* start DATA *

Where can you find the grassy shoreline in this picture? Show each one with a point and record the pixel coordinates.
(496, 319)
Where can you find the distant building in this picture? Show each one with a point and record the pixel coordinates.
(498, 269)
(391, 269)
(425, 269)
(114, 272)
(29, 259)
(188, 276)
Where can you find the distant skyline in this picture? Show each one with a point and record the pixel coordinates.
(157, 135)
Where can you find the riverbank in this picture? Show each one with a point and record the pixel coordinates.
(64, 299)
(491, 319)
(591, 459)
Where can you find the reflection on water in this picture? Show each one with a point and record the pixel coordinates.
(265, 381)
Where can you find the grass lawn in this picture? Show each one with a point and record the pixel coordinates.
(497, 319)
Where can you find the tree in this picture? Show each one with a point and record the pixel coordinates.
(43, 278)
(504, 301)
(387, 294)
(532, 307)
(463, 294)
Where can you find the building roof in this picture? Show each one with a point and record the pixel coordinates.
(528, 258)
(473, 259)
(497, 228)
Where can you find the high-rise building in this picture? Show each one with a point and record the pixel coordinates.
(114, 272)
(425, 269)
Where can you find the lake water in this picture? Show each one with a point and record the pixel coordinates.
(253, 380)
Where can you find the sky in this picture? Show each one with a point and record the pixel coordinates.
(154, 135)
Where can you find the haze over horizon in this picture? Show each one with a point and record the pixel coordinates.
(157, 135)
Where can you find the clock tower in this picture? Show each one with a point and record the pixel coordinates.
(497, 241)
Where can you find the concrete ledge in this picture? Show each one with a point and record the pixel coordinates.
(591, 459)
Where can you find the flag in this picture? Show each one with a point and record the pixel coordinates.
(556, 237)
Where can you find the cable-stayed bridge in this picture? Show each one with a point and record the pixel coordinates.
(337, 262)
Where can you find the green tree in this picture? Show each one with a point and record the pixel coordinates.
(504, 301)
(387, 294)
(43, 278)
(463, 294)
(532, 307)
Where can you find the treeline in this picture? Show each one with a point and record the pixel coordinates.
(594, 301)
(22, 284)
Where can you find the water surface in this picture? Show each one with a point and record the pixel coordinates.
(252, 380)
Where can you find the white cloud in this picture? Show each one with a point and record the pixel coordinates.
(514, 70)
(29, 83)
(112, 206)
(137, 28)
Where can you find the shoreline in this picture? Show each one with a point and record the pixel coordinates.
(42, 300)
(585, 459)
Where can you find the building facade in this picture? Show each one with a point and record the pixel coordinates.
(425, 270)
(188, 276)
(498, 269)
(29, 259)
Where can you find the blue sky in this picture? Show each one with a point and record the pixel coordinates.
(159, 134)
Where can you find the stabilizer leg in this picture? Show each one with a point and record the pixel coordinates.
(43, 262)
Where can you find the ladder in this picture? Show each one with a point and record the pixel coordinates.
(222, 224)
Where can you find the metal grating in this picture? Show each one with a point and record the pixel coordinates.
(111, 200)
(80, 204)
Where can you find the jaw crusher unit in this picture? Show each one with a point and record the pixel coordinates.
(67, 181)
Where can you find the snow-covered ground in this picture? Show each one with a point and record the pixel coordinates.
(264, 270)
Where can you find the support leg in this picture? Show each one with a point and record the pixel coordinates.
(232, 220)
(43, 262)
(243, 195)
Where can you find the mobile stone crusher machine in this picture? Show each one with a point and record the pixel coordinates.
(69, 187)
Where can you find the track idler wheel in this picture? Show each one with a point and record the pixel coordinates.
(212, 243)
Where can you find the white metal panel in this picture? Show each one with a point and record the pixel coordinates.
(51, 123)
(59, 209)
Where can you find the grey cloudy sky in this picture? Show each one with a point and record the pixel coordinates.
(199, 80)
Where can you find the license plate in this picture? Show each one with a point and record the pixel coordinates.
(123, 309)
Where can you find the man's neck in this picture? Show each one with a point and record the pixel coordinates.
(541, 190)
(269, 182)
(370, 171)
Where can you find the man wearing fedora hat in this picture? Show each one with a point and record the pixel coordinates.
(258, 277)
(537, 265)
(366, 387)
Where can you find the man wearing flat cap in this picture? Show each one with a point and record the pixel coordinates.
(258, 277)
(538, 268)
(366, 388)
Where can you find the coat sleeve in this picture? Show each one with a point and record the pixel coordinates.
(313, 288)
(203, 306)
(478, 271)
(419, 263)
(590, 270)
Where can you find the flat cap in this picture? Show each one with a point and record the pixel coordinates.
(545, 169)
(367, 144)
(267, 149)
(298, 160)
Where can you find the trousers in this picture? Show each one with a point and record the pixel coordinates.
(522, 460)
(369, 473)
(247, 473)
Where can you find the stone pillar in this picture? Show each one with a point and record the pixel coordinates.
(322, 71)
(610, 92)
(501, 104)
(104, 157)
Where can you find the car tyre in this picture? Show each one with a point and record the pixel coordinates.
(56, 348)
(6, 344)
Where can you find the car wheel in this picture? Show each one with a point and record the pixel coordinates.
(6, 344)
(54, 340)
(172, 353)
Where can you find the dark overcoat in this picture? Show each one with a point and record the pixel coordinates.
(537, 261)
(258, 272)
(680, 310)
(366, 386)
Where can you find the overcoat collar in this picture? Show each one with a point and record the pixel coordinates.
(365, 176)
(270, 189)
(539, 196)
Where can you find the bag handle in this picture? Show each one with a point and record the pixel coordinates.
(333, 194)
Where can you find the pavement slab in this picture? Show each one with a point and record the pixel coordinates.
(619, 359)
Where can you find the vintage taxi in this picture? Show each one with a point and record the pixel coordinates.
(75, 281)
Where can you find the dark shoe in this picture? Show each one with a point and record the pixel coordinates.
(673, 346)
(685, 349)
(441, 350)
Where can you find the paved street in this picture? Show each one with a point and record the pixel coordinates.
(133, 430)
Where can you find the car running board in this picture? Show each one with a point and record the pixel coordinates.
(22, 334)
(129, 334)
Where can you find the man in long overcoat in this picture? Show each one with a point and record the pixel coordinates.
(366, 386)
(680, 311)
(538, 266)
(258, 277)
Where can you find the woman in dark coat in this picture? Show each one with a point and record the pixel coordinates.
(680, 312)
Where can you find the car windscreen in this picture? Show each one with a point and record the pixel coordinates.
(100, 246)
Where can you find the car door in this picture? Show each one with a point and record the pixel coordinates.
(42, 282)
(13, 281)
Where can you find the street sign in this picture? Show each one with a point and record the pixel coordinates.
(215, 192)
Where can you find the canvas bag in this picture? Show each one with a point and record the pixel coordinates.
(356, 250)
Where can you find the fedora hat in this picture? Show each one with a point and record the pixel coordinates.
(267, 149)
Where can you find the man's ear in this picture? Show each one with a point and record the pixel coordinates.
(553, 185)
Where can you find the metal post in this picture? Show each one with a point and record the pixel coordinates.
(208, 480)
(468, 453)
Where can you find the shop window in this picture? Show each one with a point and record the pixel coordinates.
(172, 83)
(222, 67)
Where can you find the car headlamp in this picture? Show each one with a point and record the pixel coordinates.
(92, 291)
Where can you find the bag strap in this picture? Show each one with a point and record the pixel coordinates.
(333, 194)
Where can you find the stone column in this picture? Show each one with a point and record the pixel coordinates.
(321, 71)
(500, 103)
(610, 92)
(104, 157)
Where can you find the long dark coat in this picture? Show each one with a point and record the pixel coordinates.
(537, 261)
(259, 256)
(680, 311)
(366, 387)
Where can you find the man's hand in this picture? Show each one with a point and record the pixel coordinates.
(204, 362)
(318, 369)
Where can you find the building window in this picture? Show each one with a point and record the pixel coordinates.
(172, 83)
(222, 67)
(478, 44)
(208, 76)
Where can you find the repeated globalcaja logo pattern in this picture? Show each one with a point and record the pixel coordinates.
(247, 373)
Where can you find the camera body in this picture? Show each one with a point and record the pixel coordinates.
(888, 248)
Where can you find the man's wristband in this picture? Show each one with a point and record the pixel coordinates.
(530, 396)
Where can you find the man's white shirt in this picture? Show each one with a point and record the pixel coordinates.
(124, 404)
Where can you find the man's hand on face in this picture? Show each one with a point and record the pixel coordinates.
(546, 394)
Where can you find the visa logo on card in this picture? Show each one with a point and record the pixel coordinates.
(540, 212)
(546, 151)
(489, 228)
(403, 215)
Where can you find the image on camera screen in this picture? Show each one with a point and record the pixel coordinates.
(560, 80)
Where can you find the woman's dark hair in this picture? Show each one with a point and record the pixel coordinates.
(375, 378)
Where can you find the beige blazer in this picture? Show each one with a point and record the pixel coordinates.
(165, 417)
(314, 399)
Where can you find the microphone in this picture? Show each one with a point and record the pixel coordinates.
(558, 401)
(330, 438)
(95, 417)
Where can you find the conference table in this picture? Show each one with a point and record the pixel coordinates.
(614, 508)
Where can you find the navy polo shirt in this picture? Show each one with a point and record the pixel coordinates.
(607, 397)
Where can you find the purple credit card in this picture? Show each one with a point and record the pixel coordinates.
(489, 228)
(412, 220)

* end DATA *

GIVEN EXERCISE —
Repeat, without changes, every line from the one that contains "Where can you find the man's hand on" through the final line of the data.

SOLUTION TO THE PROBLEM —
Where can you find the man's hand on face in this picture? Show each one with a point and record the pixel coordinates.
(546, 394)
Where can you find the visa logo on card in this picture? Show each one with a point and record the pixel coordinates.
(540, 212)
(546, 151)
(489, 228)
(403, 215)
Where can you find the image on camera screen in this picture? Show each one with a point and record the pixel coordinates.
(560, 80)
Where can you find the woman's dark hair in this picture? Show each one with a point and record the pixel coordinates.
(375, 378)
Where can you find the beige blazer in this picture? Show each one with a point and record the pixel coordinates.
(165, 417)
(314, 399)
Where can you find the microphone in this picture? Show each one with a point and record the pixel coordinates.
(558, 401)
(330, 438)
(95, 417)
Where can you find the conference table in this picture? Show each one with a point and record the pixel coordinates.
(614, 508)
Where can you find the navy polo shirt in this picture? Show each one with a point and record the pixel coordinates.
(607, 397)
Where can you find the purple credit card in this picture? Show each one with a point and record the pixel coordinates.
(489, 228)
(412, 220)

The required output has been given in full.